__Try it__. Show all lines containing "then" from the data below.

Point localization data:
####

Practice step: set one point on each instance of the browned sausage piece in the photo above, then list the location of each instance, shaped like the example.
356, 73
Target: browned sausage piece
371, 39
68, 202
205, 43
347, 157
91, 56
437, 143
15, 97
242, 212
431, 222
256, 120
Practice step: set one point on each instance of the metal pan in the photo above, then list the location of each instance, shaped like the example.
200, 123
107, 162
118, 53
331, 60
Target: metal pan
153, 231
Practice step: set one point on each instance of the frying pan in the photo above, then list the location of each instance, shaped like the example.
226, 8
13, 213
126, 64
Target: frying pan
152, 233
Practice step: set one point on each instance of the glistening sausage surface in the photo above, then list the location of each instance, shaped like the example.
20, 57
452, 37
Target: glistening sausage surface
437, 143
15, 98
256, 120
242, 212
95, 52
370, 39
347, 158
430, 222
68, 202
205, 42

####

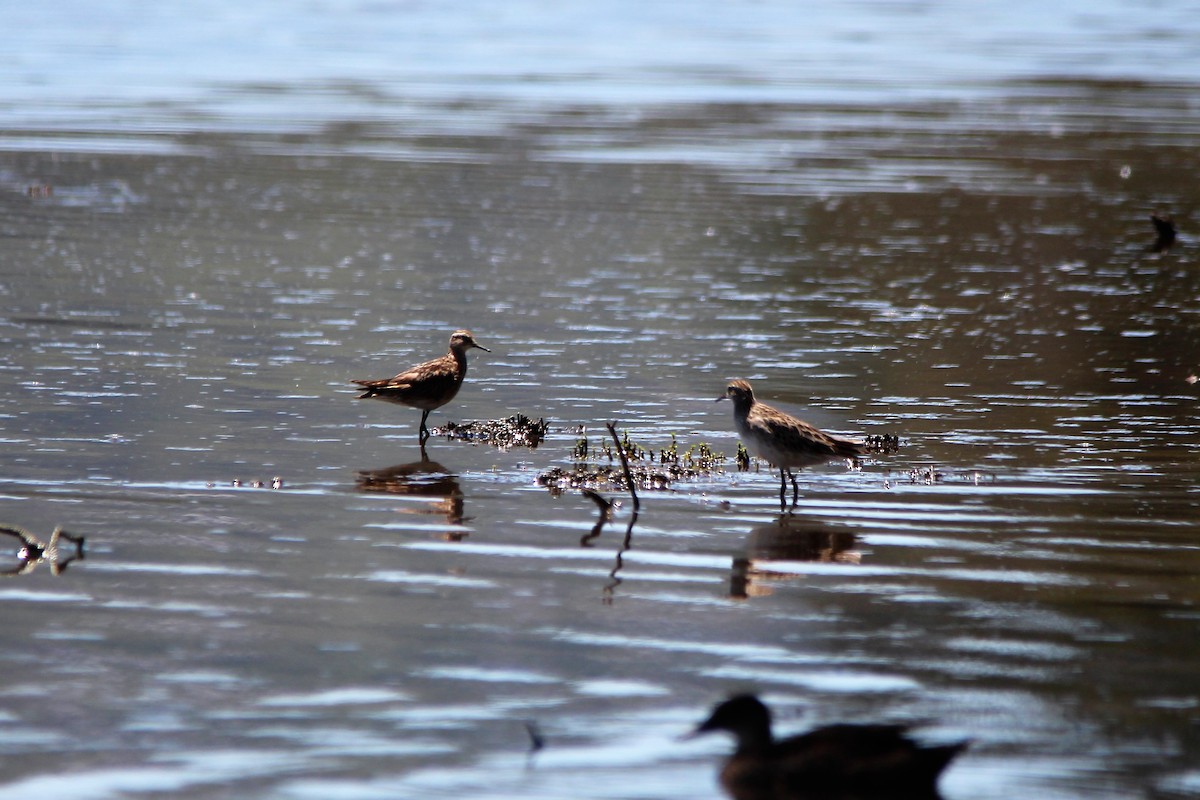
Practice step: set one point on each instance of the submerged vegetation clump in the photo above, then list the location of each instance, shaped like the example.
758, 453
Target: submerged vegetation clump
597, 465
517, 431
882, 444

####

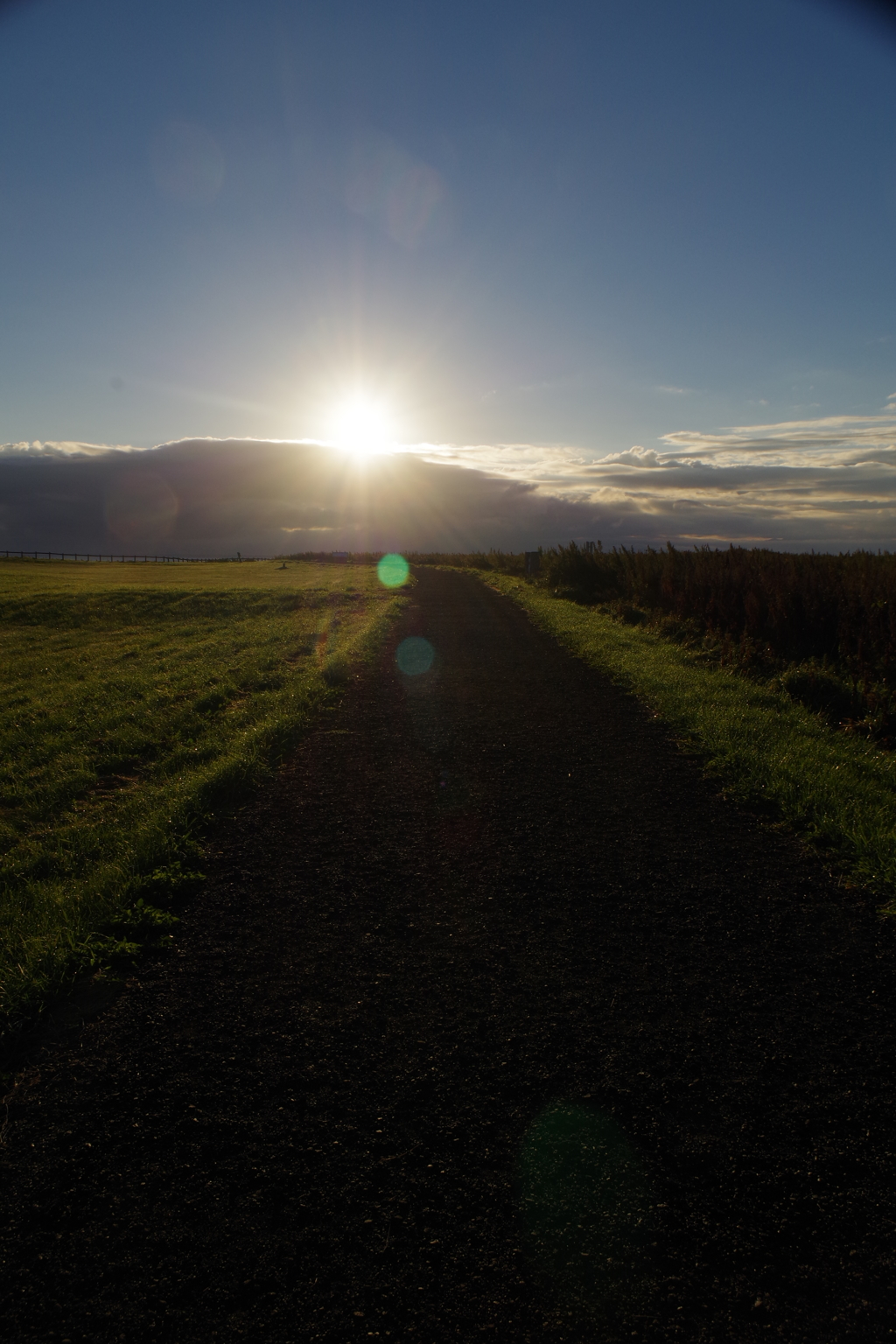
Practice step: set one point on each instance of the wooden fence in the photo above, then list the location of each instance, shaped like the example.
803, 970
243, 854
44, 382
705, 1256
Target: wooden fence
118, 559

####

__Problem solution__.
Practice step: set one point on each instance of the browned sausage piece in the photo above, then list the location of each instance, shaped like the example.
Practice step: set one point on each instance of the metal pan in the photo above, then list the location of each instance, shaped like the example.
Practice step: set one point on each instance of the frying pan in the photo above, then list the location of each instance, shaped like the example.
Practice step: set one point on each instance of the glistening sausage surface in the photo above, then list the location of each instance, shaped like the example.
Practice step: set one point on each instance of the submerged vegetation clump in the photo above, then list the location of each instance, shaped like the example.
Practice step: set one point on each instance of the wooden fence in the photo above, then list the location of each instance, shaped like the example.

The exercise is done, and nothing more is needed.